Required task: Reproduce the data below word for word, leaving out the picture.

Task data:
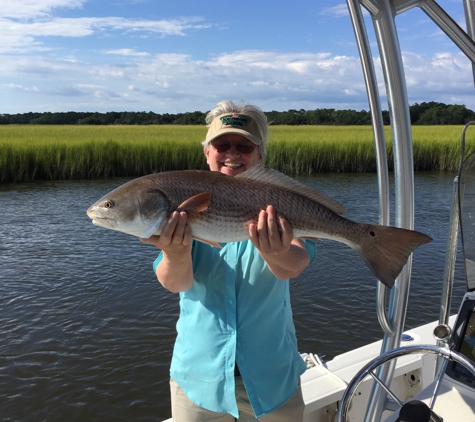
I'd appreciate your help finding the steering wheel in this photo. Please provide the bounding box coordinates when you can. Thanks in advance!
[338,345,475,422]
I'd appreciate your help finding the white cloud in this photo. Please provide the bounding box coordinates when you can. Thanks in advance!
[0,0,86,19]
[0,50,475,113]
[0,12,210,53]
[320,3,349,18]
[105,48,150,57]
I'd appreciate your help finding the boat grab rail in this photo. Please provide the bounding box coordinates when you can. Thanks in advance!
[347,0,475,422]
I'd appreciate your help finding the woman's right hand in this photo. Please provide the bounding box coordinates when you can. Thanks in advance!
[140,211,191,255]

Result:
I'd appreciate your help finding the steering wheel in this photo. Please provide the bounding box coordinates when you can. Thanks in advance!
[338,345,475,422]
I'd appreciate your help finding the white cloud in this photo. Please provide the bounding box coordinates when you can. Thanks in advance!
[0,0,86,19]
[0,50,475,113]
[0,12,210,53]
[320,3,349,18]
[105,48,150,57]
I'd appreciate your help finding the boat grab rail in this photo. Please provide the bounding box coordinates when you can. Thanks in advance!
[347,0,475,422]
I'd appreciate your help finding the woman's right hand in this photo. Please provide the bounding box coordinates when you can. Thanks in advance!
[140,211,191,255]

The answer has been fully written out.